[Exercise objective] Transcribe only the lines between the first line of the records and the line containing "# drop a point on every instance of the green bush;", inclusive, exactly as written.

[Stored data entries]
────────────────────

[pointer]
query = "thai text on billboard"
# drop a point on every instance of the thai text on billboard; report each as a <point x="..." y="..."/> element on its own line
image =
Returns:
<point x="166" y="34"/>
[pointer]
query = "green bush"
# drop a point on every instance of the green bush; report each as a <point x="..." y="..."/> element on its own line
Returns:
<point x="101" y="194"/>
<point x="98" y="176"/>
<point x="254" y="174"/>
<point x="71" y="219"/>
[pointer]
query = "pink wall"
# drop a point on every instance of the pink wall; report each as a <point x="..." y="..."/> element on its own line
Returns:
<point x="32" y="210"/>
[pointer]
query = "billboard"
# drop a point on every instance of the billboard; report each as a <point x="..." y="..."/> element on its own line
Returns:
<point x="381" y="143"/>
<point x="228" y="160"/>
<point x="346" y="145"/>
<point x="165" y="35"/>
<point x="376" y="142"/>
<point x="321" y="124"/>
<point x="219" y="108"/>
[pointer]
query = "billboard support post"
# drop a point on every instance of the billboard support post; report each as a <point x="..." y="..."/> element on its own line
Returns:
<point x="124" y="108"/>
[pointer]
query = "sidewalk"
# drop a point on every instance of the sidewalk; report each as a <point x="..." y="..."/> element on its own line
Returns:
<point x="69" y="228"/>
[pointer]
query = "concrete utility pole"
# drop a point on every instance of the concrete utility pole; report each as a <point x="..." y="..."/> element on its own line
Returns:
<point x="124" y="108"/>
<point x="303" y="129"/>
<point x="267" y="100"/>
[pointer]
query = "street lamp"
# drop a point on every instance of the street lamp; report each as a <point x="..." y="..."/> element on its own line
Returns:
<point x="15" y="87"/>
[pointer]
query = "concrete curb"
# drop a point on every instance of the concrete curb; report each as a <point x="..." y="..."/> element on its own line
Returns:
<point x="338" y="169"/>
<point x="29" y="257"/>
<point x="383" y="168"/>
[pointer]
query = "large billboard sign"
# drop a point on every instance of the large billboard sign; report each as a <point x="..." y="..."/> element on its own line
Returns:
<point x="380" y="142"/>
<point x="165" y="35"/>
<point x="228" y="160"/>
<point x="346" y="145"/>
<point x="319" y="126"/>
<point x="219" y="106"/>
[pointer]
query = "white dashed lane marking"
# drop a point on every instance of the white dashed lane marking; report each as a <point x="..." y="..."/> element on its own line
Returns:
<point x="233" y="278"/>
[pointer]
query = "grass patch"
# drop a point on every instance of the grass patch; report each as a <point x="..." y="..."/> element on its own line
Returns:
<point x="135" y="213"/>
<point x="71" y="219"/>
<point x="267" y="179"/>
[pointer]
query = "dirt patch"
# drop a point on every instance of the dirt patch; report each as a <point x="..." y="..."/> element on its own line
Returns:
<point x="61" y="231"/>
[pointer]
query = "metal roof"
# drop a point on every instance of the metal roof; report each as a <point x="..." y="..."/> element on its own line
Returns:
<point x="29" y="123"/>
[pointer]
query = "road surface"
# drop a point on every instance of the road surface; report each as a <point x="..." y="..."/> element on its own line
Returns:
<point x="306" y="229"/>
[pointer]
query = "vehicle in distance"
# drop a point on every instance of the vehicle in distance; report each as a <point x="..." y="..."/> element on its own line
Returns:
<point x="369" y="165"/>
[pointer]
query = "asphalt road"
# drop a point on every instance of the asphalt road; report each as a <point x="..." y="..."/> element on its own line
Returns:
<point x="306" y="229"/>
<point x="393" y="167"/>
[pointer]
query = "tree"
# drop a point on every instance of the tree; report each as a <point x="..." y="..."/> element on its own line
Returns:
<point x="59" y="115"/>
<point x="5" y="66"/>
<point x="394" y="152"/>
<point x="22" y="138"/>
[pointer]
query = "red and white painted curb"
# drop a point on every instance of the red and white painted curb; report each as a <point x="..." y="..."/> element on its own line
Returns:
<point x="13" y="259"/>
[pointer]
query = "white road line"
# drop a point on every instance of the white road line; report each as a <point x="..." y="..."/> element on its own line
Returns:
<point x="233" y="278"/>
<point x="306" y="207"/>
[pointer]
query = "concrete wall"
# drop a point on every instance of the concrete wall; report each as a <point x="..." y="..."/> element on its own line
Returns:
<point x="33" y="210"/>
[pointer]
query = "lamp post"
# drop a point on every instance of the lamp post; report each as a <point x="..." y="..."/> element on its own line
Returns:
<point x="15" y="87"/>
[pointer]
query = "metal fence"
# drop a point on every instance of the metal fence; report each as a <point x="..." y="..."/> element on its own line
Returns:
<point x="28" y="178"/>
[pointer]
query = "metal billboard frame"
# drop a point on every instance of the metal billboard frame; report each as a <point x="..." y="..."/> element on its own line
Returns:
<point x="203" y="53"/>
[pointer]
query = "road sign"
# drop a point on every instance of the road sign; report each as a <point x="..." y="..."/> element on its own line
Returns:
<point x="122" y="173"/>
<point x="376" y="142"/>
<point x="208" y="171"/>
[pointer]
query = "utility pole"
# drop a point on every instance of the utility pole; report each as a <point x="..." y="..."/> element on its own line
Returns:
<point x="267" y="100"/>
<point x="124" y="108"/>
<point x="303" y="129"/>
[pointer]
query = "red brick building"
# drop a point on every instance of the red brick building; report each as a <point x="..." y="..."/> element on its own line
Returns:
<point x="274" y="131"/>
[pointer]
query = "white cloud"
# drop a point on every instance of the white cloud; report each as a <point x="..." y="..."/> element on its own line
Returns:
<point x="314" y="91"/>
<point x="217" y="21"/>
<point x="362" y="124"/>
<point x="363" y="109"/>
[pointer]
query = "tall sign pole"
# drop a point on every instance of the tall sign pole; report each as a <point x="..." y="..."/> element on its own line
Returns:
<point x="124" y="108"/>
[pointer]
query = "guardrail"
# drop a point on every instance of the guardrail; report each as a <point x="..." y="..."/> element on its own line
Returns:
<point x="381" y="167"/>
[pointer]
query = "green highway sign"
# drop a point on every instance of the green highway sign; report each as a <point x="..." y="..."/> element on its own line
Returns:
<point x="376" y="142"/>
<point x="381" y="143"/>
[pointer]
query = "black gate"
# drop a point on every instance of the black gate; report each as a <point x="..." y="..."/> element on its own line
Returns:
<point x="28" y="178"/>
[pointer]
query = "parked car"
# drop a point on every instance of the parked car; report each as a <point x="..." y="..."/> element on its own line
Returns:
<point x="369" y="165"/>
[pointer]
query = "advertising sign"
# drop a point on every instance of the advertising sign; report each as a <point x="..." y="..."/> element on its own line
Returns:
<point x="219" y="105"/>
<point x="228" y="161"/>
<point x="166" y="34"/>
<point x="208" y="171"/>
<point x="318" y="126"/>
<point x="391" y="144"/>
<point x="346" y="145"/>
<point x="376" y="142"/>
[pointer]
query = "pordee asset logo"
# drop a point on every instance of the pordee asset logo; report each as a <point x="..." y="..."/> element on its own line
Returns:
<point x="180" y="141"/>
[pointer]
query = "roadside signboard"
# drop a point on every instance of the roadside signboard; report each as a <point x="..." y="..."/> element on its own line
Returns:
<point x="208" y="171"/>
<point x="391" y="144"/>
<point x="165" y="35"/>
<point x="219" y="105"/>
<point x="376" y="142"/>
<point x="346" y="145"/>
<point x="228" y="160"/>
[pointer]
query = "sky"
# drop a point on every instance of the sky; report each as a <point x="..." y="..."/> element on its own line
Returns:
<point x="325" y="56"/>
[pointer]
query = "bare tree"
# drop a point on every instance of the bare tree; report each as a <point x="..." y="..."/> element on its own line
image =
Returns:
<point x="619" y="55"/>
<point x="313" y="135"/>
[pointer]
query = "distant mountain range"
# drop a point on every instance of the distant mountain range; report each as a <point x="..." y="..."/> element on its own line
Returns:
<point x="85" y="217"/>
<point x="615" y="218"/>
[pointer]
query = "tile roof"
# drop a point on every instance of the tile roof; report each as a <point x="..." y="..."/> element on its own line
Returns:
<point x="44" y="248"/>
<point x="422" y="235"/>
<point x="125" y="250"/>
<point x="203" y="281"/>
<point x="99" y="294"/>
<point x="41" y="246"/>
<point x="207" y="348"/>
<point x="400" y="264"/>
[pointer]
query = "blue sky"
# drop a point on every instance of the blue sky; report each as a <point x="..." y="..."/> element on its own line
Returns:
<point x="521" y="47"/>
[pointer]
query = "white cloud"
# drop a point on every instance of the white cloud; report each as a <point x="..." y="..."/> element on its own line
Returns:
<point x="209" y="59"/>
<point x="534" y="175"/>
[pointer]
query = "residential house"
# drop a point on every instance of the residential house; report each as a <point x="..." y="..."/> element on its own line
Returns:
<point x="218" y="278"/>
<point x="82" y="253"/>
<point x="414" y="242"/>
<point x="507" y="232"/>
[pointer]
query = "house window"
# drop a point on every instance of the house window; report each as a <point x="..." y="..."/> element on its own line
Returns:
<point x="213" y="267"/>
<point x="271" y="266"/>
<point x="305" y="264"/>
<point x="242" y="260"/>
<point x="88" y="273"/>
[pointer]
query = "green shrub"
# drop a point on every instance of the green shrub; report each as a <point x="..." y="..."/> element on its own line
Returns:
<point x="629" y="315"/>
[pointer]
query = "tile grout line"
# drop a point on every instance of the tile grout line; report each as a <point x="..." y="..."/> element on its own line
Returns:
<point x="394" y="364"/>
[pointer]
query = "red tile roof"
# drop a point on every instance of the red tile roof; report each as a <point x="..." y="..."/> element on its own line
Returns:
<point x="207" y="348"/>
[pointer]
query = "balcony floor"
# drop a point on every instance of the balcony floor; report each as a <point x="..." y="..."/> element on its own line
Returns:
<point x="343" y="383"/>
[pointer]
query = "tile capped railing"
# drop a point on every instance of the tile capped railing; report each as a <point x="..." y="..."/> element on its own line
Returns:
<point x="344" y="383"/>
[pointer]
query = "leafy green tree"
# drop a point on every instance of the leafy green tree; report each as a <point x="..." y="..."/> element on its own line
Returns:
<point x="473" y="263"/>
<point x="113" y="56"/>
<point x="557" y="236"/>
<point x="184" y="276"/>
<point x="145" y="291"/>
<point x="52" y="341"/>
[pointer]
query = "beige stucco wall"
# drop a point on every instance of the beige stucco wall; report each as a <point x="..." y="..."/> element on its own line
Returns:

────────────────────

[Response]
[pointer]
query = "thai text on billboard"
# drop a point on every instance of the thai text on billboard; report each as a <point x="..." y="..."/> element on its own line
image =
Returns:
<point x="166" y="34"/>
[pointer]
query = "green bush"
# drop a point on every instance of the green bush; report each as a <point x="..." y="..."/> element on its own line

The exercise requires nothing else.